++++ Excerpted passage ++++

Vinicius, I'm going to mention the digital channels and your question about online distribution Today, they're more present in individual channels, individual plans. That's a strategic matter that's very important. And to clarify, yes, Odontoprev is absolutely interested in individual plans, namely e-commerce, in electronics sales. providing electronic sales.
We already sell that these are very difficult consumers. It's a new frontier, I'd say, in dental plans. We are the pioneers in that, not only with our own platform, but also developing other opportunities together with the bank channels and together with retail channels that already have well or initial movements in e-commerce. So we're highly interested in that. The voluntary by the product, the plan, they choose online, that will be connected via solutions via credit card or debit in their account. The most chosen product is the longer duration, the annual plan as well as products where the average online ticket is higher than the in-person one. And lastly, the company's opportunity to work on the online individual plans, together with other solutions, be it through the bank market or the retail market, is certainly relevant as well.
As we have a platform in SMEs, that's already well established with the bank channels, that's still not the reality in these individual plans, but once again, the digital strategy will be absolutely important in coming years in growing that segment. And here at Odontoprev, we wish to create a platform, a domestic platform that will have many different profiles and solutions for online individual plants, be them distributed on our own platforms or partner banks or even healthcare marketplace, so trying to develop that in Brazil.
And finally, retail trade marketplaces as well. We can be the platform and the partner of choice of each one of those channels, aiming at digital sales. So that's an excellent question. It's an excellent theme, and we'll definitely talk about that during many years to come. Today, we can't really give you much transparency on that, but some of the brands that we've already mentioned over half of the sales are incremental online. So it's a lot of work, but it's being done, and there's a huge potential that's really inspiring. Thank you for your question, Vinicius.
We have no further questions. So the Q&A session is now over. I'd like to hand over to Pacheco for his final remarks.
I would like to thank everyone for your participation and yet another company event, and we remain optimistic and constructive in the development of adding value to over 60,000 shareholders in 30 countries. Thank you, everyone. Have a good day.
[Statements in English on this transcript were spoken by an interpreter present on the live call.]

++++ Information ++++

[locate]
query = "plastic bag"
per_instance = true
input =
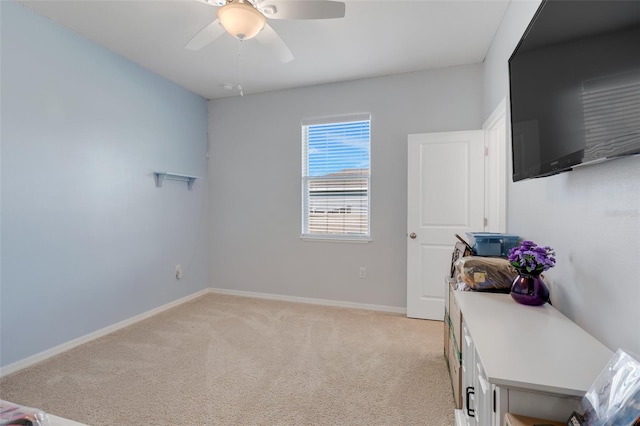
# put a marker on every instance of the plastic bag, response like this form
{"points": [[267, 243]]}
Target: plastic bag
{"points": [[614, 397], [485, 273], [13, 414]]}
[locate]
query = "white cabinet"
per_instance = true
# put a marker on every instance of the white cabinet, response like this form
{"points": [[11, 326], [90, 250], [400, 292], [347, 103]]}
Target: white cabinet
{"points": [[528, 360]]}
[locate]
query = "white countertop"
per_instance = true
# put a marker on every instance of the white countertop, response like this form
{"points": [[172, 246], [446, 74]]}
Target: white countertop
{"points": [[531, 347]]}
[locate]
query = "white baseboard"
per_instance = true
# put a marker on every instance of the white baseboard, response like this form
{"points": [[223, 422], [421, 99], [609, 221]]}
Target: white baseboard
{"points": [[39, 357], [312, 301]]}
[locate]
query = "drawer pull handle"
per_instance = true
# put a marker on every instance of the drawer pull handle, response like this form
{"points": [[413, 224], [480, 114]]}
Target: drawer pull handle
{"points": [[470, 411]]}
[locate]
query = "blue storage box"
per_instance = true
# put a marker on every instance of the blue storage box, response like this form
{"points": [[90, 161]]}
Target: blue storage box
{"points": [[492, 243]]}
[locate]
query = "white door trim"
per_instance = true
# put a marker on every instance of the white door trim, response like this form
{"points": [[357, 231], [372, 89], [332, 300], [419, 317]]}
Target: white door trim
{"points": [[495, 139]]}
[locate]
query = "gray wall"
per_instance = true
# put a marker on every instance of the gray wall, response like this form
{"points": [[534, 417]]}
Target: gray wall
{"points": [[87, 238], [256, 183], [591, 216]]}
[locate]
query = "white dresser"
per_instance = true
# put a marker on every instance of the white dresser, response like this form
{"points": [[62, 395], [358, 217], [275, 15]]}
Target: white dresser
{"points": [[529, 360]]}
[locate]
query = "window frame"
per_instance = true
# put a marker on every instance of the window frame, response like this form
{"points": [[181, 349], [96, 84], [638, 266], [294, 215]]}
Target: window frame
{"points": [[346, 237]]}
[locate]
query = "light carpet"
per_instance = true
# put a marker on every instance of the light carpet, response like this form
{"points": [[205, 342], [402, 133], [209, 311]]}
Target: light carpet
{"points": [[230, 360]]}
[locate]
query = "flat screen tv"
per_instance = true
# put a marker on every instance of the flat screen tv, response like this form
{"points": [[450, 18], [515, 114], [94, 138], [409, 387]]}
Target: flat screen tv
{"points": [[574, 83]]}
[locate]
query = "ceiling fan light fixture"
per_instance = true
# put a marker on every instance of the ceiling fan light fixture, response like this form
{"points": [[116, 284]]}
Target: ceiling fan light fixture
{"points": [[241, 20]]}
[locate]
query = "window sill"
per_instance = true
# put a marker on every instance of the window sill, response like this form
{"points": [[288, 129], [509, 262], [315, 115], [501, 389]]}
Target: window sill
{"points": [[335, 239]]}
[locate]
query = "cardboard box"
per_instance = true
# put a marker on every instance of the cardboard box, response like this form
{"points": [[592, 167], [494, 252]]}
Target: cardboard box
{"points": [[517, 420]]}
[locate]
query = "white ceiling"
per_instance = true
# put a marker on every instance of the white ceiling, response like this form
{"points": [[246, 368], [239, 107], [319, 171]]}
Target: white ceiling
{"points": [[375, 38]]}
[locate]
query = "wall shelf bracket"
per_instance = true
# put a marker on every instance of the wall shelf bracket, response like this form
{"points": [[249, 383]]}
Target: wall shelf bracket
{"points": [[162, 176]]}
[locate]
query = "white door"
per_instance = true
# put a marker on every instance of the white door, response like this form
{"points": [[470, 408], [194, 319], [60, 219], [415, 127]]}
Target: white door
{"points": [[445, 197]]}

++++
++++ Information ++++

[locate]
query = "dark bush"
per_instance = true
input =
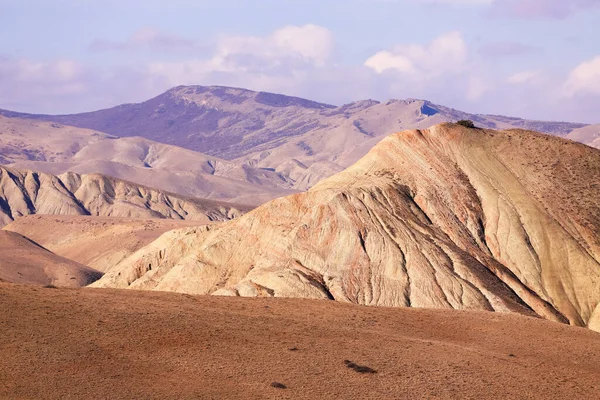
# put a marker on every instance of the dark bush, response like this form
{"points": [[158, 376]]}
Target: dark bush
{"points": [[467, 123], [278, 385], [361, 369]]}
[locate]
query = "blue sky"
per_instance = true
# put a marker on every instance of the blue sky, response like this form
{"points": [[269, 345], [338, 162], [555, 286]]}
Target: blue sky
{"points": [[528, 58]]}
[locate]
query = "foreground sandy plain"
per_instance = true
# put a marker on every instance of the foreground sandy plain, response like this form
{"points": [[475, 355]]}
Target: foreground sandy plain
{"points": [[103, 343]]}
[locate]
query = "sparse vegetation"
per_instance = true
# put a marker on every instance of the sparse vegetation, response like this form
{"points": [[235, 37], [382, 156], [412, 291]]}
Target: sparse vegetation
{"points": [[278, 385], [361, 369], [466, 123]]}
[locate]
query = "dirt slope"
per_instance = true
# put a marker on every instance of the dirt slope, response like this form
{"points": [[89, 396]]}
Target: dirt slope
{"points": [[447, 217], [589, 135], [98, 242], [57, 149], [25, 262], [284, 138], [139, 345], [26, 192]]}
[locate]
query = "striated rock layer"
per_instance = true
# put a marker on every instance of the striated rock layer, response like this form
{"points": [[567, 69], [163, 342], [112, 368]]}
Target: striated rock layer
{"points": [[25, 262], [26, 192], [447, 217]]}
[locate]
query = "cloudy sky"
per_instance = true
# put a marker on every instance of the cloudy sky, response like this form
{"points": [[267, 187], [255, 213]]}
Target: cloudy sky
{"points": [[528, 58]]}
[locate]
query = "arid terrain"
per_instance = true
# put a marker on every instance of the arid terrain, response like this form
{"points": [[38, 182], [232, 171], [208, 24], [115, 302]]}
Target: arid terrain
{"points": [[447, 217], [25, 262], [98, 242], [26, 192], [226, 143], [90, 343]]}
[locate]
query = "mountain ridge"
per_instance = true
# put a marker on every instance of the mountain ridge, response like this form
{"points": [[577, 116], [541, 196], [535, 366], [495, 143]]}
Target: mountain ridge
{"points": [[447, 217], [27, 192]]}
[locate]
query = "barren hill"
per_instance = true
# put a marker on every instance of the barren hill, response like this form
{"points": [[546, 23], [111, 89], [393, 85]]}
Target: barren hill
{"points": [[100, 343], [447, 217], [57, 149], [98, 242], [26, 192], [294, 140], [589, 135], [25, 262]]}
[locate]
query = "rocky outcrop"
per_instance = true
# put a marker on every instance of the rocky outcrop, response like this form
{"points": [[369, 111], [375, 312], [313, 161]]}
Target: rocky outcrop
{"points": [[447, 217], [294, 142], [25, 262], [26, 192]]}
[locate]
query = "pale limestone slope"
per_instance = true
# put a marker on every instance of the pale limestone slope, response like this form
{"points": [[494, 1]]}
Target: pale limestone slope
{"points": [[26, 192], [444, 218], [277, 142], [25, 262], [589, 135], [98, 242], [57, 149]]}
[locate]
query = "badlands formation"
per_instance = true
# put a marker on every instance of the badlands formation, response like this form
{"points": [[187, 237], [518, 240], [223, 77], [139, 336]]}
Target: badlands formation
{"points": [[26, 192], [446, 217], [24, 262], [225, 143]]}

++++

In the call transcript, how many shareholders, in how many countries, does the company say it is adding value for? You won't need the entries for this.

Over 60,000 shareholders in 30 countries.